任务说明:
根据下面这篇刷题日记回答问题:
(a) 今天刷题的主题是什么?
(b) 在第107题中,往res链表添加元素时应添加在什么位置?
(c) 在第199题中,向队列添加元素时应按什么顺序添加左右子节点?

文档段落:
##############################

刷题日记12
今天的主题是二叉树的层序遍历,各个题目的解法大同小异
102. 二叉树的层序遍历
class Solution {
public List<List<Integer>> levelOrder(TreeNode root) {
List<List<Integer>> res = new LinkedList<>();
if(root == null) return res;
Queue<TreeNode> q = new LinkedList<>();
q.offer(root);
while(!q.isEmpty()){
List<Integer> list = new LinkedList<>();
int len = q.size();
while(len-- > 0){
TreeNode node = q.poll();
list.add(node.val);
if(node.left != null) q.offer(node.left);
if(node.right != null) q.offer(node.right);
}
res.add(list);
}
return res;
}
}
107. 二叉树的层序遍历 II
这道题要求从叶子节点,从下至上进行层序遍历,具体思路是在res链表添加元素时,在头部添加即可。
class Solution {
public List<List<Integer>> levelOrderBottom(TreeNode root) {
List<List<Integer>> res = new LinkedList<>();
Queue<TreeNode> q = new LinkedList<>();
if(root == null) return res;
q.offer(root);
while(!q.isEmpty()){
List<Integer> list = new LinkedList<>();
int len = q.size();
while(len-- > 0){
TreeNode node = q.poll();
list.add(node.val);
if(node.left != null) q.offer(node.left);
if(node.right != null) q.offer(node.right);
}
res.add(0, list);
}
return res;
}
}
199. 二叉树的右视图
依然是层序遍历,每一层只获取最后一个元素即可。值得注意的是,向队列添加元素时,要先添加left再添加right,因为队列先进先出,这样最后弹出的就是最右边的元素。

##############################

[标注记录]
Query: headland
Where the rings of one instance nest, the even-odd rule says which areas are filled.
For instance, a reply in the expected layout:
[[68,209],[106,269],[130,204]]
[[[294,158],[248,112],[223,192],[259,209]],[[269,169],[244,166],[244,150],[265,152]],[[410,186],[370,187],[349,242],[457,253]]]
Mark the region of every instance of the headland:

##############################

练习结果:
(a) 二叉树的层序遍历。
(b) 添加在头部。
(c) 先添加left,再添加right。